== Reading text

A Little Messed Up is the third studio album by pop-punk band The Dollyrots.  It was released on August 17, 2010 on Blackheart Records.

Reception
The Allmusic review by Tim Sendra awarded the album 3.5 stars stating "The Dollyrots' third album takes the California trio one step further away from the punky sound of their 2004 debut record on Lookout and toward the mainstream... Many of the songs are uptempo and almost fiery, but on the whole, the record is more cuddly than dangerous. Basically, they've tipped the balance on the pop-punk scale completely to the pop side, and anyone looking for a record that has some bite or holds any surprises might want to look elsewhere. And if you were a fan of the earlier Dollyrots albums, you may be a bit disappointed by the direction they've taken. Having said that, A Little Messed Up isn't a bad record."

====
== Records supplied

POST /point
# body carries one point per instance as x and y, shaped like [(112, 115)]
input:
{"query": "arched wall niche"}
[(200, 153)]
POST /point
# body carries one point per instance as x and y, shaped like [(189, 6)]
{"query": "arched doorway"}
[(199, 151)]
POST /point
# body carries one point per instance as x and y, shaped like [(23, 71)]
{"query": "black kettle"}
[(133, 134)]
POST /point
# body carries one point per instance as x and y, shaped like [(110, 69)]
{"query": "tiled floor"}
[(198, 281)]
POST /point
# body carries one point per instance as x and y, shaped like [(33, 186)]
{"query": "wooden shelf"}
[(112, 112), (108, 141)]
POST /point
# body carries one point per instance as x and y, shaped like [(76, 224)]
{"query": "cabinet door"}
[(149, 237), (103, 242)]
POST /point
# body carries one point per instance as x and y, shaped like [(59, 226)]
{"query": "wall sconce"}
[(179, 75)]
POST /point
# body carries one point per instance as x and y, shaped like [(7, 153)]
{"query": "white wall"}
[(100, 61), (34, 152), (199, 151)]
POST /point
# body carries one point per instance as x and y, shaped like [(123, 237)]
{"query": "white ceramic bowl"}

====
== Records supplied

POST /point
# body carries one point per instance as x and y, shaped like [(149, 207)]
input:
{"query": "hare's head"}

====
== Records supplied

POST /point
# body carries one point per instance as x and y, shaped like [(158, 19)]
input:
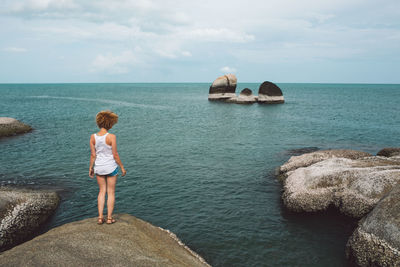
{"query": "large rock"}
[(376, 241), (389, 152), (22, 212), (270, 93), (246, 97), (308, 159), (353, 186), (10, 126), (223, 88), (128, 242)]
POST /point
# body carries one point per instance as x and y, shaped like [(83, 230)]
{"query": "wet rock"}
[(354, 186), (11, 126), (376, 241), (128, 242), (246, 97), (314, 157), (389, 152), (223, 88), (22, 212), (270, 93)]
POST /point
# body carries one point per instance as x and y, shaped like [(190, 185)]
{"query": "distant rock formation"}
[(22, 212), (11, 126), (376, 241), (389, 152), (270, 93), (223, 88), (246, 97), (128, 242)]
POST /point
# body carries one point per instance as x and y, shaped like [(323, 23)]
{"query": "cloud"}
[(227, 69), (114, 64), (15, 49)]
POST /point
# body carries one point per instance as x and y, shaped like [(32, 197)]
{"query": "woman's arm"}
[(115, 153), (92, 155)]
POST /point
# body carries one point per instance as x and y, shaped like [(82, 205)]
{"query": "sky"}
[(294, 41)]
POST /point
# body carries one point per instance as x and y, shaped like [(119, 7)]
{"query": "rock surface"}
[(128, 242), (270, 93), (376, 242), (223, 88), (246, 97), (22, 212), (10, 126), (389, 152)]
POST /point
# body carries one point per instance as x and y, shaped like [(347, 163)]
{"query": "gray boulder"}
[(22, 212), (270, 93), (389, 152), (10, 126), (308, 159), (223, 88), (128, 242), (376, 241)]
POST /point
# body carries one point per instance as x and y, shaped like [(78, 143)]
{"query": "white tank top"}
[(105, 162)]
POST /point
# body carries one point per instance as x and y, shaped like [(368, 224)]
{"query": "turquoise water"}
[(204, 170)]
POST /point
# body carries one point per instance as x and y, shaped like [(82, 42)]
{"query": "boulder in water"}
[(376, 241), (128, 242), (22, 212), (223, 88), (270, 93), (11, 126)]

====

Please reproduce the text about the album A Little Messed Up in full, word for word.

A Little Messed Up is the third studio album by pop-punk band The Dollyrots.  It was released on August 17, 2010 on Blackheart Records.

Reception
The Allmusic review by Tim Sendra awarded the album 3.5 stars stating "The Dollyrots' third album takes the California trio one step further away from the punky sound of their 2004 debut record on Lookout and toward the mainstream... Many of the songs are uptempo and almost fiery, but on the whole, the record is more cuddly than dangerous. Basically, they've tipped the balance on the pop-punk scale completely to the pop side, and anyone looking for a record that has some bite or holds any surprises might want to look elsewhere. And if you were a fan of the earlier Dollyrots albums, you may be a bit disappointed by the direction they've taken. Having said that, A Little Messed Up isn't a bad record."